[Start of Task material]

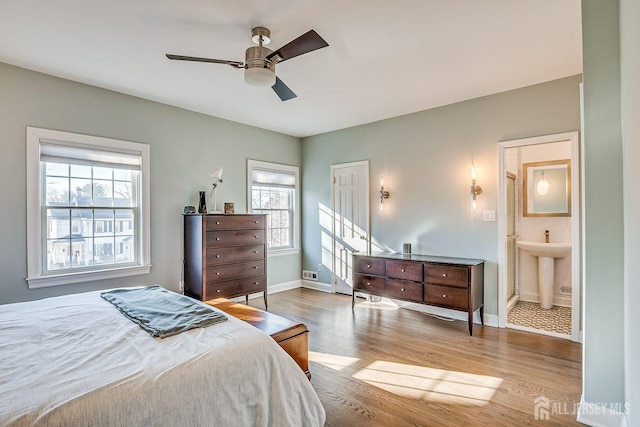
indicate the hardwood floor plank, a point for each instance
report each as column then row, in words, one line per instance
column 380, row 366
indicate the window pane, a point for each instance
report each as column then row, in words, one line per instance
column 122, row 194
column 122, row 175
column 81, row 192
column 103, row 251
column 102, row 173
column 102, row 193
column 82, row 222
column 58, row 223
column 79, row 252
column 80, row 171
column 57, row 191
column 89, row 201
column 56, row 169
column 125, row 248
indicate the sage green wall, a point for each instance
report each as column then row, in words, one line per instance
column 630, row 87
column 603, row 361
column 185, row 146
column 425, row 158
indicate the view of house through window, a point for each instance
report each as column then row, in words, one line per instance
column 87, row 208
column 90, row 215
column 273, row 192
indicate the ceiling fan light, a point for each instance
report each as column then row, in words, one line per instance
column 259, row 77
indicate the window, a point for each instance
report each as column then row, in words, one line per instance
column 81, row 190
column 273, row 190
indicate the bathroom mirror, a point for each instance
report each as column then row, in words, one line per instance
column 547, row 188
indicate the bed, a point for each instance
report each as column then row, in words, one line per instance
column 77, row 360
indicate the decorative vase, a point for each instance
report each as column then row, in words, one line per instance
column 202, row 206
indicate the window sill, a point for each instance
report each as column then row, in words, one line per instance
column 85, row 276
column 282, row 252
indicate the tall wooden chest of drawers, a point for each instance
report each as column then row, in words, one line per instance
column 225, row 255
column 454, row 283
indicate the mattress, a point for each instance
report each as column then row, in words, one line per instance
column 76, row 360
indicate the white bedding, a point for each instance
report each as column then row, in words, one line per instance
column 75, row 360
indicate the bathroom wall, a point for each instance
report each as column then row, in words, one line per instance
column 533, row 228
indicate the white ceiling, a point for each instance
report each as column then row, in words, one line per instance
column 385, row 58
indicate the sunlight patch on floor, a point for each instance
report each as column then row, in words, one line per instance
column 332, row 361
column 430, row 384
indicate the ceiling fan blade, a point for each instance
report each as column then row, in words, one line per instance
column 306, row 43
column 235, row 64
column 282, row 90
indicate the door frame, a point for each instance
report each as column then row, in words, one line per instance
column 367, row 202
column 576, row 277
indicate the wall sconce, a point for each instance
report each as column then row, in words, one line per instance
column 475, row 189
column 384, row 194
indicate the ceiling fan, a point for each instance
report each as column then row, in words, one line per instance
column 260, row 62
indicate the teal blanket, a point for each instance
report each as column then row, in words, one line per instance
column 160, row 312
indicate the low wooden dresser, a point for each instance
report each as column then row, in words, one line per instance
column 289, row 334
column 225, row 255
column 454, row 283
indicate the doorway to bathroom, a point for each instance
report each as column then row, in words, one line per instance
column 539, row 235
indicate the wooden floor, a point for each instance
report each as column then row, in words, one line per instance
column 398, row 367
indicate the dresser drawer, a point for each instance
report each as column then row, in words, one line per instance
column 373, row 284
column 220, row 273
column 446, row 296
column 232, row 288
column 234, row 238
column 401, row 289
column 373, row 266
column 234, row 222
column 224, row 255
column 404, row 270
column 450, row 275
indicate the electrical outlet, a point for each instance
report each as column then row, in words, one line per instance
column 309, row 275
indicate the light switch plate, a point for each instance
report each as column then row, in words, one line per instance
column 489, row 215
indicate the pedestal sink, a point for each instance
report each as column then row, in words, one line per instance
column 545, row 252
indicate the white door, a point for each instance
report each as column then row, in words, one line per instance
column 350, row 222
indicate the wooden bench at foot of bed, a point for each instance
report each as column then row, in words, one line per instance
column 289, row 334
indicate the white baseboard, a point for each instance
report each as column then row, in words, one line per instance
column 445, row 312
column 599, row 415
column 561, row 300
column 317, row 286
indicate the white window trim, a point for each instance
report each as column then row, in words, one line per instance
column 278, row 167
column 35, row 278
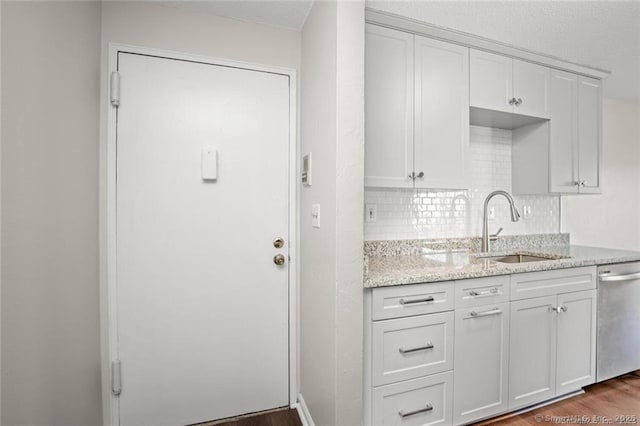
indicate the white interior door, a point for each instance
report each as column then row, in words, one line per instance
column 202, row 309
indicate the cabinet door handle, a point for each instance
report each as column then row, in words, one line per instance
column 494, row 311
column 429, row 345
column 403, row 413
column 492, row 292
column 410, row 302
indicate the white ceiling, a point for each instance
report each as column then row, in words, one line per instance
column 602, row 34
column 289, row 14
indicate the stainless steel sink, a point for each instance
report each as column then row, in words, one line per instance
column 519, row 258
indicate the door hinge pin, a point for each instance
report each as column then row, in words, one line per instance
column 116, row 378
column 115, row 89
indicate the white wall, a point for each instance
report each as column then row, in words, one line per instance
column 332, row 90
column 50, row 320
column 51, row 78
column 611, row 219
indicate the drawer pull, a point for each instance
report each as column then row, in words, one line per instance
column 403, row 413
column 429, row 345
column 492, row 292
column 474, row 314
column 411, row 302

[End of Task material]

#### [Job]
Output every entry word for word, but omit the pictures.

#### [Final result]
indicate the hardwood floor plank, a point for each instance
report each as column then row, in words, one line per instance
column 380, row 366
indicate the window pane, a point for each instance
report each as column then row, in words, one line per instance
column 122, row 194
column 122, row 175
column 81, row 192
column 103, row 251
column 102, row 173
column 102, row 193
column 82, row 222
column 58, row 223
column 79, row 252
column 80, row 171
column 57, row 191
column 89, row 201
column 56, row 169
column 125, row 248
indicate the sage green wall, a point for each instance
report each as column then row, in words, one line per instance
column 630, row 87
column 603, row 361
column 185, row 146
column 425, row 158
indicate the view of house through window, a point for each instance
report each as column then row, in words, one line per instance
column 87, row 208
column 90, row 215
column 273, row 192
indicate the ceiling fan light, a point for each instance
report each as column then row, in words, one line per instance
column 259, row 77
indicate the window, a point for each instance
report each as column then row, in words, one line per instance
column 81, row 190
column 273, row 190
indicate the bathroom mirror, a point for each instance
report each as column then row, in words, one line per instance
column 547, row 188
indicate the bed, a point for each instance
report each as column then row, in words, one line per instance
column 77, row 360
indicate the decorative vase, a point for each instance
report each as column then row, in words, one line per instance
column 202, row 206
indicate the window sill, a point for each instance
report each as column then row, in words, one line per instance
column 85, row 276
column 282, row 252
indicate the tall wooden chest of drawers, a point for each instance
report each as column then row, in words, one line per instance
column 225, row 255
column 454, row 283
indicate the mattress, a point for each instance
report each as column then row, in words, one line per instance
column 76, row 360
indicate the white bedding, a point for each instance
report each as column then row, in words, one line per instance
column 75, row 360
indicate the bathroom wall, a point for each instance
report each as column then row, in words, one line per instance
column 533, row 228
indicate the white ceiling, a point for each instance
report each as column then row, in words, one line per instance
column 385, row 58
indicate the sunlight patch on floor, a point for each instance
report each as column then row, in words, one line per instance
column 332, row 361
column 430, row 384
indicate the ceiling fan blade, a point for each instance
report each as column then row, in words, one line per instance
column 306, row 43
column 235, row 64
column 282, row 90
indicate the door frame, a point for each instance
report each as column then row, in words, one line per instance
column 367, row 202
column 576, row 277
indicate the wall sconce, a point for each instance
report each as column then row, in words, one line per instance
column 475, row 189
column 384, row 194
indicate the ceiling fan, a point for each instance
report each as column then row, in words, one line per instance
column 260, row 62
indicate the teal blanket, a point for each instance
report each as column then row, in words, one line per instance
column 160, row 312
indicate the low wooden dresser, a point for each instance
report each as column then row, in words, one line per instance
column 289, row 334
column 225, row 255
column 454, row 283
indicate the doorway to bathroom, a point for each instance
report each as column then row, in words, one line per instance
column 539, row 235
indicate the wooden floor, a point for each instance
report each as column then row, in words, one line per instance
column 398, row 367
indicate the dresser drawer, a point for each instance
report each as column then row, in words, one line per instance
column 373, row 284
column 220, row 273
column 446, row 296
column 232, row 288
column 234, row 238
column 401, row 289
column 373, row 266
column 234, row 222
column 224, row 255
column 404, row 270
column 450, row 275
indicate the electrical outlet, a point for each instance
report each as column then row, in words, one line per instance
column 309, row 275
indicate the light switch plate, a point for each instance
report each as column then row, in words, one line per instance
column 489, row 215
indicate the pedestal sink, a point for each instance
report each as column then row, in words, one line per instance
column 545, row 252
indicate the white door, a point for each instance
report each as column then row, in words, one line per instance
column 350, row 222
indicate the wooden bench at foot of bed, a point for each instance
report each as column then row, in words, one line per instance
column 289, row 334
indicate the white baseboard, a point for each instance
report each as column then row, in words, one line per instance
column 445, row 312
column 599, row 415
column 561, row 300
column 317, row 286
indicate the white window trim, a point for each instance
report each as column then row, in words, one line per instance
column 278, row 167
column 35, row 278
indicate the white interior door, a point for each instance
report each as column then row, in words, one line per instance
column 202, row 309
indicate the cabinet door handle, a point for each instance
report each as column then row, in words, one line per instance
column 494, row 311
column 429, row 345
column 403, row 413
column 492, row 292
column 410, row 302
indicate the white ceiling, a point for each instance
report each as column then row, in words, one line per instance
column 602, row 34
column 289, row 14
indicate the stainless steel sink, a point for each instance
report each as column then row, in words, one line per instance
column 519, row 258
indicate the door hinge pin, a point for each instance
report each as column then row, in words, one line per instance
column 116, row 378
column 115, row 89
indicate the white wall, a point for each instance
report each as column then row, in words, one line per instance
column 332, row 90
column 50, row 320
column 51, row 78
column 611, row 219
indicate the drawer pull, a point for each instance
report each as column then row, in words, one line per instance
column 403, row 413
column 429, row 345
column 492, row 292
column 474, row 314
column 411, row 302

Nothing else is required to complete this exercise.